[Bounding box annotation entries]
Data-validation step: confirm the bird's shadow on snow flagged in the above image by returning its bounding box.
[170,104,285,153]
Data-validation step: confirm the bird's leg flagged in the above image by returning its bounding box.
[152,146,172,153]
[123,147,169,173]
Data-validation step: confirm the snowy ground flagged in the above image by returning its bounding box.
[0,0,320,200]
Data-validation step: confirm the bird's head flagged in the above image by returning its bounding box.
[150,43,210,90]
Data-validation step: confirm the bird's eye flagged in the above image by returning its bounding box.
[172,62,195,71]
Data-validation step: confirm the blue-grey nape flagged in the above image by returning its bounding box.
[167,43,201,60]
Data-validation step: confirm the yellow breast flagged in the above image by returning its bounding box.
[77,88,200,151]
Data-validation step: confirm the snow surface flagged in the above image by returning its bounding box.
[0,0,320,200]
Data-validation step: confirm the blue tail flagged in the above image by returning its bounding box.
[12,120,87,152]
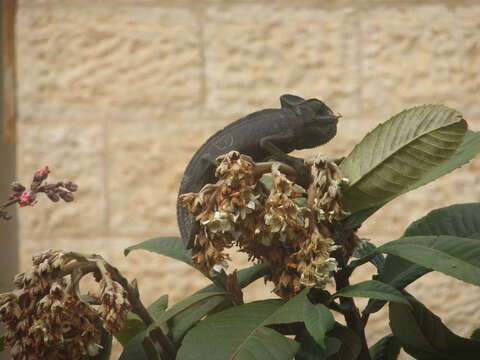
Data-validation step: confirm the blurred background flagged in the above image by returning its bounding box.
[0,0,480,358]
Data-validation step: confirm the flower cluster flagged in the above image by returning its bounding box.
[0,250,129,360]
[308,156,348,223]
[0,166,78,220]
[180,152,348,299]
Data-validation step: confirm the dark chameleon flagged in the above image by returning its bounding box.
[177,94,338,248]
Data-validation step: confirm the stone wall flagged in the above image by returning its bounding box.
[13,0,480,358]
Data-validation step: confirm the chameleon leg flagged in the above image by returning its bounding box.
[260,132,311,187]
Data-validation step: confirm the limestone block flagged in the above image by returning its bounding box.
[204,4,359,117]
[16,123,106,238]
[17,4,200,118]
[361,4,480,121]
[108,120,226,236]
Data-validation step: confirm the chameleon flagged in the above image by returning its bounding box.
[177,94,339,249]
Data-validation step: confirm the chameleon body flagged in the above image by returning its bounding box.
[177,95,338,248]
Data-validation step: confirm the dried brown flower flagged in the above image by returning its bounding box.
[180,152,345,299]
[0,249,129,360]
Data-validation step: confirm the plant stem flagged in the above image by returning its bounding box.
[334,242,371,360]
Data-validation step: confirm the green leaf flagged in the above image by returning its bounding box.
[114,313,147,346]
[407,130,480,191]
[197,264,270,294]
[348,240,385,271]
[367,203,480,312]
[168,293,231,345]
[377,236,480,285]
[303,301,335,349]
[363,255,431,313]
[123,237,193,266]
[147,295,168,319]
[142,337,161,360]
[334,280,408,304]
[343,130,480,230]
[342,201,382,230]
[177,300,299,360]
[327,323,362,360]
[154,292,228,324]
[295,329,343,360]
[370,334,402,360]
[264,289,310,325]
[340,105,467,212]
[389,297,480,360]
[119,330,148,360]
[114,295,168,346]
[89,328,113,360]
[403,203,480,238]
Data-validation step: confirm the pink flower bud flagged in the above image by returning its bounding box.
[37,165,50,176]
[18,191,35,207]
[33,165,50,182]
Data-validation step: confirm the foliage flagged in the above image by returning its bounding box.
[2,105,480,360]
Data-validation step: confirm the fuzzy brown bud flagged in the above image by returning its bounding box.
[10,181,25,192]
[65,181,78,192]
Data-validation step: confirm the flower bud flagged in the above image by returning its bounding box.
[45,190,60,202]
[65,181,78,192]
[10,181,25,192]
[18,191,35,207]
[58,191,74,202]
[35,165,50,181]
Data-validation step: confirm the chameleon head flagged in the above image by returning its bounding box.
[296,99,340,149]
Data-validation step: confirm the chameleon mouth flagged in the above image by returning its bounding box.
[313,114,342,126]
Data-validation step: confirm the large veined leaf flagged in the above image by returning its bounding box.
[303,301,335,349]
[343,130,480,230]
[389,297,480,360]
[407,130,480,191]
[89,328,113,360]
[264,288,310,325]
[333,280,408,304]
[123,237,193,266]
[378,236,480,286]
[367,203,480,312]
[177,300,299,360]
[403,203,480,238]
[168,293,230,345]
[348,240,385,271]
[369,334,401,360]
[340,105,467,212]
[154,292,228,324]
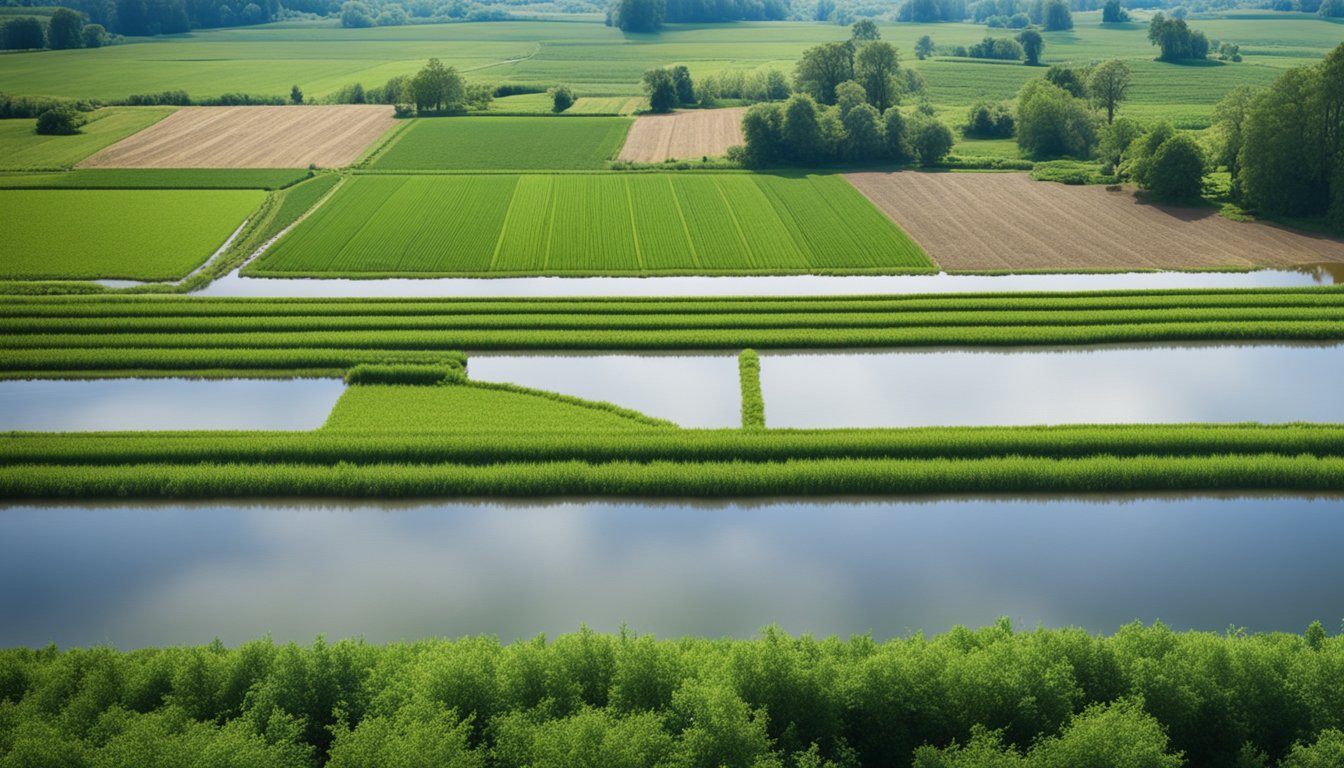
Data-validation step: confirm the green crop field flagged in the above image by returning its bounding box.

▶ **OBJECTIVE**: Print every line of the records above verbatim, leaving out the pictures.

▶ **EXERCISE SOLUTION**:
Data-validation step: confirm the bird's shadow on snow flagged in the above image by returning its bounding box.
[170,104,285,153]
Data-validation step: confirm the bird's leg flagged in the above image by returning its bounding box.
[152,146,172,153]
[123,147,169,173]
Data-validation step: confirm the snowy ground flagged in the above image by returning its bounding box.
[0,0,320,200]
Data-validation step: confirm the bird's head flagged in the above image by returning its bounding box.
[150,43,210,90]
Data-validation step: confirm the bird's eye flagged in the above image by returning its bounding box.
[172,62,195,71]
Data-validation step: confirm the blue-grey nape flagged in the above image by returning its bounding box.
[167,43,201,60]
Data-validation step: confirm the yellow breast flagged in the above image by returning its bounding box.
[77,88,200,151]
Data-validation step: confirm the snow surface flagged in the above image by returning its bounding box.
[0,0,320,200]
Data-validation step: confirm the blue tail flagged in the above image by returning its bounding box.
[12,120,87,152]
Data-validation step: confirm the blurred background flagged in the above image by returning its bounding box.
[0,0,480,358]
Data-validation step: confirm the flower cluster flagged in the above image by returning its bounding box.
[0,250,129,360]
[308,156,348,223]
[0,166,78,220]
[180,152,348,299]
Data-validation step: confirm the dark chameleon flagged in the above image by returning its bounding box.
[177,94,338,248]
Data-validation step: confirm the stone wall flagged in the above image by returning its bounding box.
[13,0,480,358]
Data-validation step: confirm the chameleon leg flagged in the above image by returning its bounding box.
[260,132,311,187]
Data-validation step: confirm the limestone block flagged in the above image by returning its bounding box.
[204,4,359,117]
[16,123,106,238]
[17,4,200,118]
[361,4,480,121]
[108,120,226,236]
Data-validation step: confirm the chameleon flagged in the above image by returning its bounding box.
[177,94,339,249]
Data-validation step: confirm the chameleon body flagged in the above image by returning its bounding box.
[177,95,338,248]
Data-validation step: confirm the dried brown flower flagged in the above image by returning its bounding box.
[180,152,345,299]
[0,249,129,360]
Data-validation step: confirm the plant stem flagged in the above image by returning its bounding box.
[334,242,371,360]
Data-validation step: confirm the green leaf flagged in the above image by returning its bounding box.
[114,313,147,346]
[407,130,480,191]
[197,264,270,294]
[348,240,385,271]
[367,203,480,312]
[168,293,231,345]
[377,236,480,285]
[303,301,335,349]
[363,255,431,313]
[123,237,193,266]
[147,295,168,319]
[142,337,161,360]
[334,280,408,304]
[343,130,480,230]
[342,201,382,230]
[177,300,299,360]
[327,323,362,360]
[154,292,228,324]
[295,329,343,360]
[370,334,402,360]
[264,289,310,325]
[340,105,467,212]
[389,297,480,360]
[119,330,148,360]
[114,295,168,346]
[89,328,113,360]
[403,203,480,238]
Data-validation step: confirm the pink flower bud flagged in the above image by returning its bounding box.
[37,165,50,176]
[18,191,35,207]
[33,165,50,182]
Data-validation step: confirm the foliage flagged in the above image by returning its bounding box.
[2,105,480,360]
Data-validation step: confirm the fuzzy brown bud flagged in the above image by returning its bounding box.
[10,181,25,192]
[65,181,78,192]
Data-validation step: confirm the flower bud flagged in the above image by returning its bounding box.
[45,190,60,202]
[65,181,78,192]
[10,181,25,192]
[18,191,35,207]
[58,191,74,202]
[35,165,50,181]
Data-validation step: confirm the chameleon head flagged in the above image by returning its bounding box.
[296,99,340,149]
Data-validation step: confirm the chameleon mouth flagged in the above image by returning its bounding box.
[313,114,342,126]
Data-validation step: confirm the large veined leaf flagged in the above image by returning its bounding box.
[303,301,335,349]
[343,130,480,230]
[389,297,480,360]
[407,130,480,191]
[89,328,113,360]
[264,288,310,325]
[333,280,408,304]
[123,237,193,266]
[378,236,480,286]
[367,203,480,312]
[177,300,299,360]
[403,203,480,238]
[168,293,230,345]
[348,240,385,271]
[369,334,401,360]
[340,105,467,212]
[154,292,228,324]
Data-validation step: confirm the green crop field flagged in the above image by returning its bounding box.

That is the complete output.